» **Task material**
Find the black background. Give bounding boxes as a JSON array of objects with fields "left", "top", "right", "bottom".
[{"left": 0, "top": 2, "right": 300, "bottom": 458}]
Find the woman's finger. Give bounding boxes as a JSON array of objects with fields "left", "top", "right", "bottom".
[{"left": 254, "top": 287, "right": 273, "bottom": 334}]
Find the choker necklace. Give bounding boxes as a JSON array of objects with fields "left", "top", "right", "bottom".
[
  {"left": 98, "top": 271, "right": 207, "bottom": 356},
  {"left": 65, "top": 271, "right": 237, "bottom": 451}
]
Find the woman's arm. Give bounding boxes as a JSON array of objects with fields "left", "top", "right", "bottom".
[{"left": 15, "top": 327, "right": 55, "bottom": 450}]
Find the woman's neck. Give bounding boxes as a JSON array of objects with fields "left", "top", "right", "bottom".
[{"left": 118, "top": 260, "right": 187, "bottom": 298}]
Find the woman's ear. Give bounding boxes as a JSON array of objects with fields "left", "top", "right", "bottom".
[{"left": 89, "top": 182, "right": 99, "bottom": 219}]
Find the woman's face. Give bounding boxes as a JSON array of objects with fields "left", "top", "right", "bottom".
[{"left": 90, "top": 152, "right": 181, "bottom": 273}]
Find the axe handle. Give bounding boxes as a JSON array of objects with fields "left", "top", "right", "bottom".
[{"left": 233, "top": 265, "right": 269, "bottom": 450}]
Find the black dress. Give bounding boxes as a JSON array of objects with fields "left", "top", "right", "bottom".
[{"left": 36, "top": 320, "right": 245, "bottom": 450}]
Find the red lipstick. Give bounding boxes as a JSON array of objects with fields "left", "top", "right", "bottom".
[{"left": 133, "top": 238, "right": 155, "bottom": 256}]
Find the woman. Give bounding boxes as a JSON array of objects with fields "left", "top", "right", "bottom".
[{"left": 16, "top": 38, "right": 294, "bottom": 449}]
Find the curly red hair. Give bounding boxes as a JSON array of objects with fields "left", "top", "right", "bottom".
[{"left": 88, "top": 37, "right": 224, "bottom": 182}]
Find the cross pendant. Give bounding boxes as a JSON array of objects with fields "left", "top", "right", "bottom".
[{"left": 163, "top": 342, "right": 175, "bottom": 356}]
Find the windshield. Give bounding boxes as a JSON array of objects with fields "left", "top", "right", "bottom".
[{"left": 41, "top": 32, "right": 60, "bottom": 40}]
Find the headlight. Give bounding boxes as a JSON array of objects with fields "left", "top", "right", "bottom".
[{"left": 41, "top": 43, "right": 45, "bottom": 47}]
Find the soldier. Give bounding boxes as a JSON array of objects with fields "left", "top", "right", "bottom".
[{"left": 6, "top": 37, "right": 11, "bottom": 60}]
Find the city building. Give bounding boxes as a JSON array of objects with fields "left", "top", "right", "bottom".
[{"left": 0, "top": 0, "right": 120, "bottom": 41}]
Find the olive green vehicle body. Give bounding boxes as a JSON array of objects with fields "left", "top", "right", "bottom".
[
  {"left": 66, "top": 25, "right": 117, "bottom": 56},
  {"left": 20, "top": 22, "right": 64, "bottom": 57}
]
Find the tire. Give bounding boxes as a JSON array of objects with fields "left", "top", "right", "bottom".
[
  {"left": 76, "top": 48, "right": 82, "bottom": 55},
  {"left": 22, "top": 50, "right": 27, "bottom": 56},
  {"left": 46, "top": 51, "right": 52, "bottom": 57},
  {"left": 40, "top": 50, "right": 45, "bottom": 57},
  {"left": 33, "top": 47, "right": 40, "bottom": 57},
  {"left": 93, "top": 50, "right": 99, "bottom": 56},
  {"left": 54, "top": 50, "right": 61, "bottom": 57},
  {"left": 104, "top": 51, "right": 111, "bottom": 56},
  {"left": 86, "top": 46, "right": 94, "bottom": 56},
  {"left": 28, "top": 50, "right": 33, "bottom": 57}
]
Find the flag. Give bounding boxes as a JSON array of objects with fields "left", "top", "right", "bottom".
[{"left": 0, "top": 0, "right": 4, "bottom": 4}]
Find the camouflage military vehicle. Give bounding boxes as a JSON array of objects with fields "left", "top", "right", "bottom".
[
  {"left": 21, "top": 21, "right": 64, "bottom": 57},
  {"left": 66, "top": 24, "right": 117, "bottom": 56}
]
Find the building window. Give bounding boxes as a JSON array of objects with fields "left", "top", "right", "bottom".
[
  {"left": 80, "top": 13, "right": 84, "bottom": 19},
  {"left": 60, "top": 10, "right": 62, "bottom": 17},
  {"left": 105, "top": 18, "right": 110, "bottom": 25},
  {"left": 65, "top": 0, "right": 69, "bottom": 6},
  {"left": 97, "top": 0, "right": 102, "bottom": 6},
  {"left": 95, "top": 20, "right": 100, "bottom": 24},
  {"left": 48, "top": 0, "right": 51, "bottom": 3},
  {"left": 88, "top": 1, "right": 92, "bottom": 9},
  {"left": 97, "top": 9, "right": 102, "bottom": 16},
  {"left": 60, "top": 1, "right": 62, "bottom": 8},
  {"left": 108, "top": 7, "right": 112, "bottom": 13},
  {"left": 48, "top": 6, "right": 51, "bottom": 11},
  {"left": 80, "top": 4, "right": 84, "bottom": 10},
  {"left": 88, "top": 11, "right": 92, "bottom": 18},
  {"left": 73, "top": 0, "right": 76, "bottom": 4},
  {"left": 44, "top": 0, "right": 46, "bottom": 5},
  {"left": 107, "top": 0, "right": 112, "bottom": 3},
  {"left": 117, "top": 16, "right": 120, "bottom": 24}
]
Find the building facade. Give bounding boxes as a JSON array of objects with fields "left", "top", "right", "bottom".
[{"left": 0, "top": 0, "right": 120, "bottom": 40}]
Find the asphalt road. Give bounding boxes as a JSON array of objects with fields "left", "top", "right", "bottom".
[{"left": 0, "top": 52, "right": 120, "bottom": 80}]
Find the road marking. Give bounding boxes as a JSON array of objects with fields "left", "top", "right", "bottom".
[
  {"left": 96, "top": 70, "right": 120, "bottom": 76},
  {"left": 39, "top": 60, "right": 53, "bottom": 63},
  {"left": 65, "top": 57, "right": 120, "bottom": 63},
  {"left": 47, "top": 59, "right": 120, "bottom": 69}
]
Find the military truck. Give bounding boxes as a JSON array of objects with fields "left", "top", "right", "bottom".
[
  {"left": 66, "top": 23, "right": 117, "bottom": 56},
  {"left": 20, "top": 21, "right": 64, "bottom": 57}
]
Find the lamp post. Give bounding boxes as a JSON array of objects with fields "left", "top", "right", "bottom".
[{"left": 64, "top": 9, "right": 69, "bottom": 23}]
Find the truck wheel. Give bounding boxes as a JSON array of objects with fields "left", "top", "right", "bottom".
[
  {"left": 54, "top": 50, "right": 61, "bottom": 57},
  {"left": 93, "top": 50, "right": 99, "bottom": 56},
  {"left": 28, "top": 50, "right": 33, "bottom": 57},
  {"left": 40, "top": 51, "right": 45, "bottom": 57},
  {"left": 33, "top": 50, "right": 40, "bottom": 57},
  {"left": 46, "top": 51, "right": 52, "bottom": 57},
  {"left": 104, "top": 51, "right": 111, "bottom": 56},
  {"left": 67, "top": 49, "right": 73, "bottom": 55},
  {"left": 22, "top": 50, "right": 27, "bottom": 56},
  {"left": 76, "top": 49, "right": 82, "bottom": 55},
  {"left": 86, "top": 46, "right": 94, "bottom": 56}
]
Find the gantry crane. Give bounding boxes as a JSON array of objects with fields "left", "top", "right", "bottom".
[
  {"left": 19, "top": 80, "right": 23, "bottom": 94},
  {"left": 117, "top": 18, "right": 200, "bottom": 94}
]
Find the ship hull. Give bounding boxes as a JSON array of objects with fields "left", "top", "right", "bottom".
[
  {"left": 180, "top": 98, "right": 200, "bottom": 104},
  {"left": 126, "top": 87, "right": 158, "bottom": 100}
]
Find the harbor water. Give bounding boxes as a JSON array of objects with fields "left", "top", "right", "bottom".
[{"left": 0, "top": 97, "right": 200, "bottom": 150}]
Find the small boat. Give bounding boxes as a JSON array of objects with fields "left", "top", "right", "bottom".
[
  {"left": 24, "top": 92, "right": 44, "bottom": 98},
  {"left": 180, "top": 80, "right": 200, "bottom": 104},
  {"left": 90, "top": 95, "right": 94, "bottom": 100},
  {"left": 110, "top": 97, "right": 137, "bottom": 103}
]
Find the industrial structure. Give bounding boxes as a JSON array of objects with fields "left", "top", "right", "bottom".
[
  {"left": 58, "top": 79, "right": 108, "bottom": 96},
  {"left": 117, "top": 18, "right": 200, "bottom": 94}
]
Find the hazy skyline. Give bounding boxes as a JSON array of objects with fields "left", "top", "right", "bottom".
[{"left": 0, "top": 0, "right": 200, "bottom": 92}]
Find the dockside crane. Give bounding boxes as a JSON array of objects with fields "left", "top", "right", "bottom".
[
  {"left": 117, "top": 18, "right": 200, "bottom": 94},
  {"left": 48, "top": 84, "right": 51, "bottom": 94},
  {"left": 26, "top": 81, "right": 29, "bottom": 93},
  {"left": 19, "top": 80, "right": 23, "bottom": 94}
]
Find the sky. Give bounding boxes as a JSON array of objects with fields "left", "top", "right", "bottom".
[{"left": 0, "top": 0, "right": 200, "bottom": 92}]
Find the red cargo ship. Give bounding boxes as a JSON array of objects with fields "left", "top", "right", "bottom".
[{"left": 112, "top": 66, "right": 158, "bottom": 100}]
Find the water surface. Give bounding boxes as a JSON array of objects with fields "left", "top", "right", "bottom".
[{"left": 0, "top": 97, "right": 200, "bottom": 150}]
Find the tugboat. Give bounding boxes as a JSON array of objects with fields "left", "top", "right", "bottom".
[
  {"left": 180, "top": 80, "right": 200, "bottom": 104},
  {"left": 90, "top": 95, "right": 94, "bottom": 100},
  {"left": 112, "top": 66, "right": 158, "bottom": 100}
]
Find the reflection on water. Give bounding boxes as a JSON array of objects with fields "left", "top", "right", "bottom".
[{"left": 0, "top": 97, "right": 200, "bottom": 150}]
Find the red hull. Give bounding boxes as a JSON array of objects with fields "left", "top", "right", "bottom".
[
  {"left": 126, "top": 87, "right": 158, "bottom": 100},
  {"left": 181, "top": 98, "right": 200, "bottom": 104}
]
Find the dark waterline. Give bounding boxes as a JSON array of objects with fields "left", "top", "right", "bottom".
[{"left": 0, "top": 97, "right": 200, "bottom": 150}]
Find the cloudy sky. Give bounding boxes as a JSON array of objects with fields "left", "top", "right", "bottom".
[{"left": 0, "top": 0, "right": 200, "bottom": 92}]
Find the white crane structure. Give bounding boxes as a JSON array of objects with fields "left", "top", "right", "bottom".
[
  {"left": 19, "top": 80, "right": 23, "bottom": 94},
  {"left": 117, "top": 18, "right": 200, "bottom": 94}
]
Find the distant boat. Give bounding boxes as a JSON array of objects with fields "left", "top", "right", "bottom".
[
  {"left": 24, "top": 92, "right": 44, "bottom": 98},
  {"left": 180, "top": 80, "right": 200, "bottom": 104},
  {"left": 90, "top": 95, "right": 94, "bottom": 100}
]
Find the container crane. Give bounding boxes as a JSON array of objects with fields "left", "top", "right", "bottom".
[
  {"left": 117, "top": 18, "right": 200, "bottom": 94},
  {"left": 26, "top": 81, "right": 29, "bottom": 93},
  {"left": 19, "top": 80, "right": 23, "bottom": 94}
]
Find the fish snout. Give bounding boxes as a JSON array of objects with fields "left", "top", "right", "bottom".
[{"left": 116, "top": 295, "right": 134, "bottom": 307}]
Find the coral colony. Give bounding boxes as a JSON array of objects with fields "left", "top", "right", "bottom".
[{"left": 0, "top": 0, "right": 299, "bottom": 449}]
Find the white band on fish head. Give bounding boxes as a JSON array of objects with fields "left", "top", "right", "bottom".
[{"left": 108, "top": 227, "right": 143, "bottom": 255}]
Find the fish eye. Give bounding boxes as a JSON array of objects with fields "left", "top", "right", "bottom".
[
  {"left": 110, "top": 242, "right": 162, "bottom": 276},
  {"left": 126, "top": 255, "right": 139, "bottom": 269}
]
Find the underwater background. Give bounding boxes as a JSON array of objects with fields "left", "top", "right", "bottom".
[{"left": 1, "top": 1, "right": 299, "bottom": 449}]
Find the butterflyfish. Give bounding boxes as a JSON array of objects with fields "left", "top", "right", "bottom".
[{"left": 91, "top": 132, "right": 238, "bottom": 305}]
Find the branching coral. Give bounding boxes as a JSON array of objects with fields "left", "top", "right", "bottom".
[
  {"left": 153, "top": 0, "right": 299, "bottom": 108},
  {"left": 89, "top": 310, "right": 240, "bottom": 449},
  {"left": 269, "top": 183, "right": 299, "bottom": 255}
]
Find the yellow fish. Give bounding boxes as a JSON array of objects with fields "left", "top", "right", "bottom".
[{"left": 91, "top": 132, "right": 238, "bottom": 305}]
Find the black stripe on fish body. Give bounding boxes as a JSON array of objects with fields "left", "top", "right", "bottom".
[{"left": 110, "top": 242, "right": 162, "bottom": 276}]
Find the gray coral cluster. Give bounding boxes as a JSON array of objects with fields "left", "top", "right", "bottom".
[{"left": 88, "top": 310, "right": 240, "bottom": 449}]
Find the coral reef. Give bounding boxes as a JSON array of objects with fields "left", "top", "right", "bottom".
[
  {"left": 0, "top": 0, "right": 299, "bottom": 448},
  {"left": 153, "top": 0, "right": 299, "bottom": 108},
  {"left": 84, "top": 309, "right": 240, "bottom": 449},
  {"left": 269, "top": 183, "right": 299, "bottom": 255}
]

» **What the task requires**
Report every line of the records that contains the word "structure".

» **Expected output**
Find the industrial structure. Give bounding boxes as a JSON array of objects with fields "left", "top", "right", "bottom".
Find the white crane structure. Give bounding boxes as a JSON array of objects with fields "left", "top", "right", "bottom".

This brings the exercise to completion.